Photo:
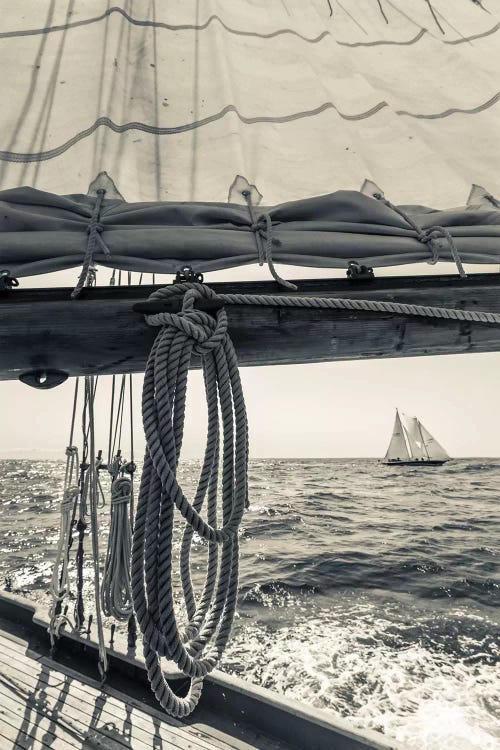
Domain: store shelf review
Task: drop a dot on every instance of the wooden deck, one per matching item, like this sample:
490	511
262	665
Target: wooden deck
55	701
45	705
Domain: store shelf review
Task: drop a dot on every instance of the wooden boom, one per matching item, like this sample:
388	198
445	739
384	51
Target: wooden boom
100	333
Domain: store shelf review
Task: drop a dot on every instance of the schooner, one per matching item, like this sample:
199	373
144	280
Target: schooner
412	444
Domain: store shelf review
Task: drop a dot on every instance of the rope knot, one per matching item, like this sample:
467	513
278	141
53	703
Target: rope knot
263	230
206	332
95	227
94	230
436	232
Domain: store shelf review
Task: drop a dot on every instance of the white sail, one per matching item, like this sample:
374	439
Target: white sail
175	99
435	451
414	436
397	450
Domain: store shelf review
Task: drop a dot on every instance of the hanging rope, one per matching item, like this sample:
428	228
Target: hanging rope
93	501
197	649
60	583
116	595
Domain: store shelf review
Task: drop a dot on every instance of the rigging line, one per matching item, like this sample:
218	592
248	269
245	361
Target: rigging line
473	37
90	387
119	419
42	128
304	114
30	92
352	18
388	42
131	410
99	146
160	25
113	384
457	31
429	5
411	20
382	11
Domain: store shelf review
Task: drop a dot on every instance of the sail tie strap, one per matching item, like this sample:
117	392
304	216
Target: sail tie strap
197	649
263	230
262	227
116	594
427	236
94	231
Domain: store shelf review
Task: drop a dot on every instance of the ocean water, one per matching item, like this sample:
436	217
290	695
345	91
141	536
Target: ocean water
366	590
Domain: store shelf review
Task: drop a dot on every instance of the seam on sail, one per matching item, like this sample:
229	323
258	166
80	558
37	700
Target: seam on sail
383	42
106	121
160	25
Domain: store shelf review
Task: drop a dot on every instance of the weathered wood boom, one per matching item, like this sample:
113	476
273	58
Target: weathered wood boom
100	333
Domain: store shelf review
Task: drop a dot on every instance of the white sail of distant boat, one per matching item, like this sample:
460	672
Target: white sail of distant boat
412	443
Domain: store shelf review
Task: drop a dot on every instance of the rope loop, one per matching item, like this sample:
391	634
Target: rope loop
196	648
206	332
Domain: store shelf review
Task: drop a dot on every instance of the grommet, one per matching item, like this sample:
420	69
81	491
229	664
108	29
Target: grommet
43	379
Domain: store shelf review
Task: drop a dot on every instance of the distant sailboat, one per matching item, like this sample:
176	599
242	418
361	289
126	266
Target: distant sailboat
412	444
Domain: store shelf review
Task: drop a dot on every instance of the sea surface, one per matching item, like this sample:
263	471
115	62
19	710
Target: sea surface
367	590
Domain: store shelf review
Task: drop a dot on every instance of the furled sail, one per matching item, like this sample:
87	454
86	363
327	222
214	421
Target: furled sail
174	100
398	449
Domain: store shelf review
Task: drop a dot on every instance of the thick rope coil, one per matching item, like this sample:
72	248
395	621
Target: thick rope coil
428	236
197	649
116	594
94	231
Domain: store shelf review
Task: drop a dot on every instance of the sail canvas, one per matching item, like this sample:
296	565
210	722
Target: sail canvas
173	100
398	448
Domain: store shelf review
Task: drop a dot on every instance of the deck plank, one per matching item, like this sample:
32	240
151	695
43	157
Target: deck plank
36	679
116	701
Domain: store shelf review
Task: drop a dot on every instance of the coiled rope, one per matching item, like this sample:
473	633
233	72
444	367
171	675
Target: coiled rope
197	648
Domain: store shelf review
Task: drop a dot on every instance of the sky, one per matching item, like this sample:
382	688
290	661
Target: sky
338	409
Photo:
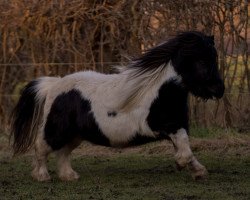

EXERCISE REQUIREMENTS
Pictures are to be excluded; all other material must be transcribed exactly.

RESPONSE FOR THIS EXERCISE
Photo:
Domain: store shelf review
Task: drop a dot on every instance of the wooden deck, one per matching item, like this sample:
490	511
262	665
Target: wooden deck
55	701
45	705
Domain: store shelf review
Task: drop a dot on every instance of the wooden boom, one per matching item, like this sample:
388	198
445	739
384	51
Target: wooden boom
100	333
Domain: store shelf review
Task: drop a dot on every instance of the schooner, one per matching item, like this sample:
199	373
144	280
Target: schooner
412	444
Domain: store shelf review
Task: drop a dot on every instance of the rope knot, one per matching item, like this sample:
467	513
278	141
53	703
Target: rope knot
263	230
206	332
95	227
94	230
436	232
Domain: store shelf review
Task: drop a dot on every instance of the white sail, one per matching item, like this sample:
374	439
Target: white sail
175	99
435	451
414	436
397	450
Domain: store shelf review
Task: drop a dot on every instance of the hanging rope, one per matching item, like this sample:
428	228
Target: hanging rope
93	501
197	649
60	583
116	595
Domain: store shelf review
Task: drop a dot on every instance of the rigging line, one per matching item, like this sample:
218	592
248	269
245	361
Target: rigging line
473	37
90	387
119	419
42	128
304	114
30	92
352	18
388	42
131	410
99	146
160	25
113	384
457	31
429	5
411	20
382	11
Domain: store shelf review
Task: drop a dot on every instance of the sail tie strap, one per matching item, like this sample:
117	392
304	216
Target: sail tie strap
197	649
263	230
262	227
116	594
427	236
94	231
Domain: store shelf review
Task: drop a dot on every instance of the ocean water, one per matching item, like this sample:
436	217
290	695
345	91
141	536
Target: ocean water
366	590
Domain: store shelf review
Task: drop a dot on every instance of the seam on sail, one per matching item, like this sample:
229	323
258	166
80	558
37	700
Target: seam on sail
383	42
106	121
160	25
Domain: store shelf review
Task: drop a dot on every instance of the weathered wood boom, one per matching item, like this sample:
113	476
273	58
Target: weathered wood boom
100	333
Domain: store shelf review
Task: drop a dot on every instance of the white sail of distant boat, one per matching item, like this sample:
460	672
Target: white sail of distant boat
412	443
Domain: store shelf review
Task: drop a dot on every instance of the rope loop, one per matching item, like this sample:
391	634
Target: rope loop
196	648
206	332
Domain: store shelf review
Task: drop a dot on every instance of the grommet, one per matching item, like this sample:
420	69
81	491
229	664
108	29
Target: grommet
43	379
Domain: store shelf review
Task: drop a dot on every instance of the distant sailboat, one per matching item, like this sample:
176	599
242	418
361	289
126	266
Target: distant sailboat
412	444
Domain: store shelf review
Task: drop a dot on every instance of the sea surface, one per matching item, like this sample:
263	471
115	62
19	710
Target: sea surface
367	590
Domain: store shelf review
Task: drop a dot on every instance of the furled sail, one per matching item, like this sample:
87	454
86	363
327	222
214	421
Target: furled sail
174	100
398	449
Domain: store shelf review
Task: drop a dot on every instance of the thick rope coil, one per matching item, like this sample:
72	248
395	621
Target: thick rope coil
428	236
197	649
116	594
94	231
Domain: store shelf review
Task: drop a dot on every instance of the sail canvas, one per matching item, like this sample:
296	565
210	722
Target: sail canvas
173	100
398	448
Domain: store shelf review
Task: drop a dot on every instance of the deck plank, one per matching item, like this sample:
32	240
151	695
43	157
Target: deck plank
36	679
116	701
Domain: store shelf review
Task: drop a dot on every instance of the coiled rope, one per matching item, like this sample:
473	633
233	72
444	367
171	675
Target: coiled rope
197	648
Domain: store shelf review
Task: drop a dot on every instance of the sky, one per matching item, like this sample:
382	688
290	661
Target: sky
338	409
Photo:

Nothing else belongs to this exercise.